ACTIVITY: An image-free reproduction of the data below is needed: print it exactly.

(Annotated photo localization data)
□ □ □ □ □ □ □

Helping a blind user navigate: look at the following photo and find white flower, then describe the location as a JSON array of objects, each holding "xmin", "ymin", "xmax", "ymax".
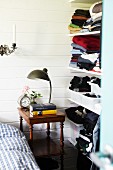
[{"xmin": 22, "ymin": 86, "xmax": 42, "ymax": 103}]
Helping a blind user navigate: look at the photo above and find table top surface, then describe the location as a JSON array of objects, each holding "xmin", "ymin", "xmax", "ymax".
[{"xmin": 18, "ymin": 107, "xmax": 65, "ymax": 120}]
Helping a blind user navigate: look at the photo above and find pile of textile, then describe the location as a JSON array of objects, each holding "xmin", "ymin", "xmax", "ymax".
[
  {"xmin": 69, "ymin": 1, "xmax": 102, "ymax": 72},
  {"xmin": 68, "ymin": 9, "xmax": 90, "ymax": 34}
]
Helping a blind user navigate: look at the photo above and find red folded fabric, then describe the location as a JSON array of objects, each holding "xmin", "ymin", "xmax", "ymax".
[
  {"xmin": 72, "ymin": 35, "xmax": 100, "ymax": 51},
  {"xmin": 71, "ymin": 59, "xmax": 78, "ymax": 62},
  {"xmin": 72, "ymin": 15, "xmax": 89, "ymax": 20}
]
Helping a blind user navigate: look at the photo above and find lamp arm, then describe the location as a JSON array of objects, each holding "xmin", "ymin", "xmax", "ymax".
[{"xmin": 49, "ymin": 80, "xmax": 52, "ymax": 103}]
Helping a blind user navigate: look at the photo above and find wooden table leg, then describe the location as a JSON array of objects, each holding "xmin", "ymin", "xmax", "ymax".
[
  {"xmin": 29, "ymin": 125, "xmax": 33, "ymax": 141},
  {"xmin": 20, "ymin": 116, "xmax": 23, "ymax": 132},
  {"xmin": 28, "ymin": 125, "xmax": 33, "ymax": 151},
  {"xmin": 60, "ymin": 122, "xmax": 64, "ymax": 152},
  {"xmin": 47, "ymin": 122, "xmax": 50, "ymax": 138}
]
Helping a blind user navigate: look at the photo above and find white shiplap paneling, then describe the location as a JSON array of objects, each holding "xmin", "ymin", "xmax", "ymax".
[
  {"xmin": 0, "ymin": 0, "xmax": 76, "ymax": 122},
  {"xmin": 0, "ymin": 0, "xmax": 89, "ymax": 124}
]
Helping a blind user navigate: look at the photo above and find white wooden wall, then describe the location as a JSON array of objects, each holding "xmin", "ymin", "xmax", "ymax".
[{"xmin": 0, "ymin": 0, "xmax": 89, "ymax": 126}]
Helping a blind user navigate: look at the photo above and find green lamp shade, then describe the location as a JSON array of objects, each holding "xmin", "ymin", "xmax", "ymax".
[
  {"xmin": 27, "ymin": 68, "xmax": 52, "ymax": 103},
  {"xmin": 27, "ymin": 68, "xmax": 50, "ymax": 81}
]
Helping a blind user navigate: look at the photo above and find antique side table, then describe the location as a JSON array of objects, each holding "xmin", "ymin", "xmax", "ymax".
[{"xmin": 18, "ymin": 107, "xmax": 65, "ymax": 151}]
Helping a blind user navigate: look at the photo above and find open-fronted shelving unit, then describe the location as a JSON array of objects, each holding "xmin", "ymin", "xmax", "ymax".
[{"xmin": 69, "ymin": 0, "xmax": 99, "ymax": 3}]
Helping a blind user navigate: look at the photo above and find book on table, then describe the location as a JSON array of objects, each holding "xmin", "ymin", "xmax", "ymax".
[
  {"xmin": 30, "ymin": 103, "xmax": 56, "ymax": 111},
  {"xmin": 32, "ymin": 109, "xmax": 57, "ymax": 116},
  {"xmin": 30, "ymin": 103, "xmax": 57, "ymax": 115}
]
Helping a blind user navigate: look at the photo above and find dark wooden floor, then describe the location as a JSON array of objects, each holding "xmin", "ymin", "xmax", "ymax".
[{"xmin": 24, "ymin": 129, "xmax": 92, "ymax": 170}]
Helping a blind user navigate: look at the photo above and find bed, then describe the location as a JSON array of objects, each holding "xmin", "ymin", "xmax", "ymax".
[{"xmin": 0, "ymin": 123, "xmax": 40, "ymax": 170}]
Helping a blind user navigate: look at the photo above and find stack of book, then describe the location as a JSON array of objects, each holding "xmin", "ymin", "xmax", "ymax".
[{"xmin": 30, "ymin": 103, "xmax": 57, "ymax": 116}]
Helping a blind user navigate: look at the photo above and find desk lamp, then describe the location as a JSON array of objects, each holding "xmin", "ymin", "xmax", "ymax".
[{"xmin": 27, "ymin": 68, "xmax": 52, "ymax": 103}]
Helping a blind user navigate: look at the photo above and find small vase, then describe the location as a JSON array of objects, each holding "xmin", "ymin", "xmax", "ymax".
[{"xmin": 31, "ymin": 98, "xmax": 37, "ymax": 104}]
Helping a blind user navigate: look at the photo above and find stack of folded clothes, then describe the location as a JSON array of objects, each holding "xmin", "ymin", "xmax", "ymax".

□ □ □ □ □ □ □

WRITTEN SOLUTION:
Helping a blind user navigate: look at the following photo and find white flower, then describe the location as a JSON array of objects, each holding "xmin", "ymin", "xmax", "ymax".
[{"xmin": 22, "ymin": 86, "xmax": 42, "ymax": 103}]
Helping a blind user navigate: look at the photo above and find table top surface, then describe the location as a JSON array of objects, each holding "xmin", "ymin", "xmax", "ymax".
[{"xmin": 18, "ymin": 107, "xmax": 65, "ymax": 120}]
Helping a blind user navigate: look at the photo above and find pile of textile, then describe the location as a JSON array of objects, each holding "xmin", "ymin", "xmax", "ymax".
[
  {"xmin": 69, "ymin": 1, "xmax": 102, "ymax": 72},
  {"xmin": 68, "ymin": 9, "xmax": 90, "ymax": 34}
]
Helping a blind user navigate: look at the photo above and find red folded fabric, then describe the location as a JSON array of objects, each holding "xmin", "ymin", "xmax", "ymax".
[
  {"xmin": 72, "ymin": 35, "xmax": 100, "ymax": 51},
  {"xmin": 71, "ymin": 59, "xmax": 78, "ymax": 62},
  {"xmin": 72, "ymin": 15, "xmax": 89, "ymax": 20}
]
Helping a blind user navigate: look at the photo above and find lamp arm, then describe the location as a JSON array of objects, each holding "xmin", "ymin", "xmax", "ymax".
[{"xmin": 49, "ymin": 80, "xmax": 52, "ymax": 103}]
Helping a blind user navigate: look at the photo above and find wooden table leg, then describe the location as a JSON array of objects, each holding "xmin", "ymin", "xmax", "ymax".
[
  {"xmin": 29, "ymin": 125, "xmax": 33, "ymax": 141},
  {"xmin": 20, "ymin": 116, "xmax": 23, "ymax": 132},
  {"xmin": 28, "ymin": 125, "xmax": 33, "ymax": 151},
  {"xmin": 60, "ymin": 122, "xmax": 64, "ymax": 152},
  {"xmin": 47, "ymin": 122, "xmax": 50, "ymax": 138}
]
Helping a blind user navigate: look at the photo above and find white shiplap paneling, then describe the location as a JSON array of objects, each holding "xmin", "ymin", "xmax", "ymax".
[
  {"xmin": 0, "ymin": 0, "xmax": 76, "ymax": 122},
  {"xmin": 0, "ymin": 0, "xmax": 89, "ymax": 124}
]
Helping a blind user navigate: look at the photo above and find white wooden wall, then describe the location as a JSON array of objects, each holding "xmin", "ymin", "xmax", "ymax".
[{"xmin": 0, "ymin": 0, "xmax": 89, "ymax": 126}]
Helping a blind user navigate: look at the photo above and find green lamp shade, then describe the location as a JSON array of objects, each holding "xmin", "ymin", "xmax", "ymax".
[
  {"xmin": 27, "ymin": 68, "xmax": 52, "ymax": 103},
  {"xmin": 27, "ymin": 68, "xmax": 50, "ymax": 81}
]
Helping a blind user navigate: look at the photo above and find antique side table, then describe the location as a JSON array of objects, each holding "xmin", "ymin", "xmax", "ymax".
[{"xmin": 18, "ymin": 107, "xmax": 65, "ymax": 151}]
Helping a blind user navigate: look at the photo above and find open-fronted shelving unit, then describe the location as a JSON array of objects, each holding "xmin", "ymin", "xmax", "ymax".
[{"xmin": 69, "ymin": 0, "xmax": 99, "ymax": 3}]
Helping a blind user navigate: look at the photo above and find book on table, then describe the location as a JSON array of objects, each holding "xmin", "ymin", "xmax", "ymax".
[
  {"xmin": 30, "ymin": 103, "xmax": 56, "ymax": 111},
  {"xmin": 32, "ymin": 109, "xmax": 57, "ymax": 116},
  {"xmin": 30, "ymin": 103, "xmax": 57, "ymax": 115}
]
Helping a blind user navigate: look at the photo above and find dark wooden floor, then describe the location as a JSON array of objects, each holding "xmin", "ymin", "xmax", "ymax".
[{"xmin": 24, "ymin": 129, "xmax": 92, "ymax": 170}]
Helping a blind user navigate: look at the photo above and find bed, then describe the location as a JSON array of objects, each holding "xmin", "ymin", "xmax", "ymax".
[{"xmin": 0, "ymin": 123, "xmax": 40, "ymax": 170}]
Helping a blind user navigate: look at the photo above and find stack of book, then describe the location as a JSON array of objects, each holding "xmin", "ymin", "xmax", "ymax".
[{"xmin": 30, "ymin": 103, "xmax": 57, "ymax": 116}]
Helping a blind user navigate: look at the photo above and find desk lamp, then describe the location as a JSON array of objects, each holding "xmin", "ymin", "xmax", "ymax".
[{"xmin": 27, "ymin": 68, "xmax": 52, "ymax": 103}]
Helping a blind user navigate: look at the photo above and find small vase, then describe the location as a JSON array of objects, each holding "xmin", "ymin", "xmax", "ymax".
[{"xmin": 31, "ymin": 98, "xmax": 37, "ymax": 104}]
Helping a blind user navigate: look at the photo above and find stack of folded clothes, then describe the location as a JSON array of objects, each holding "xmin", "ymin", "xmax", "ymax".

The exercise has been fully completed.